Copy out the lines of data below word for word, beginning at the line with "Query: bird's tail feathers" and continuing through the line with "Outline every instance of the bird's", both included.

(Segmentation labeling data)
-----

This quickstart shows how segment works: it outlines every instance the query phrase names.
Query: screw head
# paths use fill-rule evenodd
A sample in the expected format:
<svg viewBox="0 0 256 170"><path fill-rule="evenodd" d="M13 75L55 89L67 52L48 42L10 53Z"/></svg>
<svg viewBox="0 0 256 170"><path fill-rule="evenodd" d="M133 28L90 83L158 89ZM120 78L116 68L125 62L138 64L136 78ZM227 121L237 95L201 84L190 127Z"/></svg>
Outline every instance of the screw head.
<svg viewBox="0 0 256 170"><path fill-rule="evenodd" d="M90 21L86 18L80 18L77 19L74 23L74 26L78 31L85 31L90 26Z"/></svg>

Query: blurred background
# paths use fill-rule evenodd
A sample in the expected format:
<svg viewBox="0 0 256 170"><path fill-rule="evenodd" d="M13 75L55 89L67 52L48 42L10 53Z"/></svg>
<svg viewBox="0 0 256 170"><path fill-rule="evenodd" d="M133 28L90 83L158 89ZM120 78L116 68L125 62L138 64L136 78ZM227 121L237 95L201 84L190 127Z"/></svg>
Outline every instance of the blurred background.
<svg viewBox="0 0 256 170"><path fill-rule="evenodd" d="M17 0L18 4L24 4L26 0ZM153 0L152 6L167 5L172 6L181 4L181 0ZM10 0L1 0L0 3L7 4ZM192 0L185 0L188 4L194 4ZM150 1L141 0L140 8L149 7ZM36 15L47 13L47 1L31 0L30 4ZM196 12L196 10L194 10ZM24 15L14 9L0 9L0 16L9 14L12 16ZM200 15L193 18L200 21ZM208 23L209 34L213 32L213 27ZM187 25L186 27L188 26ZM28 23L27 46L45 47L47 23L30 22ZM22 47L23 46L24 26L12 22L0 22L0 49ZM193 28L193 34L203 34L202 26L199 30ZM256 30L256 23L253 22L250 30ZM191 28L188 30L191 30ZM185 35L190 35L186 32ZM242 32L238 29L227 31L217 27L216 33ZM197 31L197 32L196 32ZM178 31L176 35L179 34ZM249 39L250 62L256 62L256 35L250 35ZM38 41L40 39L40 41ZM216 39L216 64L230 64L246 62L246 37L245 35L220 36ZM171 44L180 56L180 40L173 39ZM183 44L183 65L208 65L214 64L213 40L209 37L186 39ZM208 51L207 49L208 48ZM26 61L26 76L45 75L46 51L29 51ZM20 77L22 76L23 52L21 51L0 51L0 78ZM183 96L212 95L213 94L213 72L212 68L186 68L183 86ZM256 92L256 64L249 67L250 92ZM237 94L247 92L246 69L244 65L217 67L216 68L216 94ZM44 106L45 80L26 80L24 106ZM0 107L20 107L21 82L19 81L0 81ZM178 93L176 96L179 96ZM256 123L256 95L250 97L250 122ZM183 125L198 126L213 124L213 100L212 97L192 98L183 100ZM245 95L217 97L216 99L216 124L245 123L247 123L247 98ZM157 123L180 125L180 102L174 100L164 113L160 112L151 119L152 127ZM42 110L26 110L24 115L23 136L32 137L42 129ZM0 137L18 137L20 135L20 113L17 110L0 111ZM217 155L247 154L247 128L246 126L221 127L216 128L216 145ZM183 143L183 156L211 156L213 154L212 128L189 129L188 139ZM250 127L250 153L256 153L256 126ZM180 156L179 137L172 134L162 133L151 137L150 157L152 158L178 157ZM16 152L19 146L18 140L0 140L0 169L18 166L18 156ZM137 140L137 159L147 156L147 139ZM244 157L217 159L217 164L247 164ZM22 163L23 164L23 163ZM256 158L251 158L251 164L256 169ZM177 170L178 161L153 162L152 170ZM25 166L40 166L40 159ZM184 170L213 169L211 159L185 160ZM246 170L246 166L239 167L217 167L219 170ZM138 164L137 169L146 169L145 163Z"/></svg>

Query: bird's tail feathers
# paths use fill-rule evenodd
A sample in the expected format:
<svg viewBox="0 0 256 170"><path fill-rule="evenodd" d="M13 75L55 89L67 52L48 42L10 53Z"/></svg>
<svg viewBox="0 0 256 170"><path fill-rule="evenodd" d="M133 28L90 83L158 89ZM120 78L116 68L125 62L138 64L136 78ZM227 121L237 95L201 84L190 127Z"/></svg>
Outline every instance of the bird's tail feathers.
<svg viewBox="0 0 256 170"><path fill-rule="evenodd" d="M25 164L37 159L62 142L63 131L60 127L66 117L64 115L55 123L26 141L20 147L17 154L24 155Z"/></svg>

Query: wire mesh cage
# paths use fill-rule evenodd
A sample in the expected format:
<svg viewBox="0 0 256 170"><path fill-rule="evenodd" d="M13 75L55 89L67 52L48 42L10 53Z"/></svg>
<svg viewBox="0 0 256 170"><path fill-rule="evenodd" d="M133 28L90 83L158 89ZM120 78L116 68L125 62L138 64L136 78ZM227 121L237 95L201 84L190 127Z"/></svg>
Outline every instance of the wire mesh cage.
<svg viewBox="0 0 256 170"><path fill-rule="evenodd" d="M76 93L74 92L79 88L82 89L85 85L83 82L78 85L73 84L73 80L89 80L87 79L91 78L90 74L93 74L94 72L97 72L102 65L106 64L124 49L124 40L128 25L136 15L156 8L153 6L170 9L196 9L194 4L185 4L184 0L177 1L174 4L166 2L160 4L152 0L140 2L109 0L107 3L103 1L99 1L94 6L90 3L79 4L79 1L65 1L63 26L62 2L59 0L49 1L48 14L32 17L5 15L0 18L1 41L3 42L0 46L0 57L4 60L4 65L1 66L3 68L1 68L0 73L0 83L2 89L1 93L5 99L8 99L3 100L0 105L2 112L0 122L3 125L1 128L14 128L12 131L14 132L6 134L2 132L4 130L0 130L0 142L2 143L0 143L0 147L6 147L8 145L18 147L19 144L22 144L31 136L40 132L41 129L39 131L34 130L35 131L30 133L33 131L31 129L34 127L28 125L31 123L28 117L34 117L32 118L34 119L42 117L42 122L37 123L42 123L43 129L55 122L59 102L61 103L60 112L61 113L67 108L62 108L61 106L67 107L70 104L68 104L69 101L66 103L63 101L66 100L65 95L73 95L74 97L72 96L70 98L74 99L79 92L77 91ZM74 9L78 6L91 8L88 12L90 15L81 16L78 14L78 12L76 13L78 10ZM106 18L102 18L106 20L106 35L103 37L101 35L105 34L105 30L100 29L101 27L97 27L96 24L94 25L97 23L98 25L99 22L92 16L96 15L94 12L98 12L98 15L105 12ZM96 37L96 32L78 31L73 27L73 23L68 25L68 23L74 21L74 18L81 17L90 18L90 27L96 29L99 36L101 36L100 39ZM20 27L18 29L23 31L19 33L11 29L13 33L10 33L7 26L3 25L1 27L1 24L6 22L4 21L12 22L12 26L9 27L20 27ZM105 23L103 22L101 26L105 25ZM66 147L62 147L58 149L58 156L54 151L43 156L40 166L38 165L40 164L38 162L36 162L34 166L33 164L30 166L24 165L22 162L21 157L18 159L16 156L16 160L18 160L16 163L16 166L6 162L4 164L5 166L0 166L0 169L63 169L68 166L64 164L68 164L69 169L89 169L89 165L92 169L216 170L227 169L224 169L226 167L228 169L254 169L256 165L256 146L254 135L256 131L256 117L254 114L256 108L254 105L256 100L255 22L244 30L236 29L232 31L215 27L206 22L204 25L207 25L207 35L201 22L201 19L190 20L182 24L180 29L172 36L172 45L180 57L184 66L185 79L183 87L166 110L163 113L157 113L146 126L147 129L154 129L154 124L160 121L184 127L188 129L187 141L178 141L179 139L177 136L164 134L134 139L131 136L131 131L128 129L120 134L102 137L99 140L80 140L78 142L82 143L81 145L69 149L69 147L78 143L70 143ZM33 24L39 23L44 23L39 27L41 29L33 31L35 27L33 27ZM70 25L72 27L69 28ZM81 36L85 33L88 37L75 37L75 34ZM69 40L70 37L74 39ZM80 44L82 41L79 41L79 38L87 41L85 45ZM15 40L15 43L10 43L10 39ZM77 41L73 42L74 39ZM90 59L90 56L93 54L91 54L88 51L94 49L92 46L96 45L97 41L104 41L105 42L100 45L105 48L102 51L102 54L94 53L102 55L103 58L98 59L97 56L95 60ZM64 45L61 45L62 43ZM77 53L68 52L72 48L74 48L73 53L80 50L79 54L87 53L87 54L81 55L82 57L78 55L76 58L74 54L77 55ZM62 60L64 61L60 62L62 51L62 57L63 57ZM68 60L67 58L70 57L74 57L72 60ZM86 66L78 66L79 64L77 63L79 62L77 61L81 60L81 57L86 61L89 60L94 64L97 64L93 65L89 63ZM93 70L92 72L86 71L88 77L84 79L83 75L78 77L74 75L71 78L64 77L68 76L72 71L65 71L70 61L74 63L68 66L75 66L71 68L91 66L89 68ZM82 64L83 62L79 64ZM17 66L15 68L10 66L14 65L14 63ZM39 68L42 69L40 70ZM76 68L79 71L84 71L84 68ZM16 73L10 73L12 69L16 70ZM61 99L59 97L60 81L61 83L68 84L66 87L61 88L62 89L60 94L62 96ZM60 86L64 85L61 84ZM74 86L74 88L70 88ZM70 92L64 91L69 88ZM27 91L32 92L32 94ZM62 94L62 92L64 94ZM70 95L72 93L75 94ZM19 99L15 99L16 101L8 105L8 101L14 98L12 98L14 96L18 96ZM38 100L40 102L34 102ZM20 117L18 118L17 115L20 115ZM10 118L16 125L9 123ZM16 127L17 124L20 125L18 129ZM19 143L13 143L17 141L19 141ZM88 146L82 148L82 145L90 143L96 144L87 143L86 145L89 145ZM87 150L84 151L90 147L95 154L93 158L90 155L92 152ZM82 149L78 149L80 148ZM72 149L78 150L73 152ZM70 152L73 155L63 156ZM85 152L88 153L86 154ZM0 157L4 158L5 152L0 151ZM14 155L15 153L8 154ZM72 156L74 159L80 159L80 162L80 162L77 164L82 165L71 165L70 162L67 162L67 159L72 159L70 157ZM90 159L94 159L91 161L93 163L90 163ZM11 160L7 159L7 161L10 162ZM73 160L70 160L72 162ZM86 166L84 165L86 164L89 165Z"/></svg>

-----

**Solution for this task**
Query: bird's tail feathers
# paths use fill-rule evenodd
A sample in the expected format:
<svg viewBox="0 0 256 170"><path fill-rule="evenodd" d="M13 75L55 89L67 52L48 42L10 53Z"/></svg>
<svg viewBox="0 0 256 170"><path fill-rule="evenodd" d="M133 28L90 83L158 89ZM120 78L116 68L125 62L138 64L136 78ZM227 121L237 95L201 84L190 127Z"/></svg>
Outline every instance of the bird's tail feathers.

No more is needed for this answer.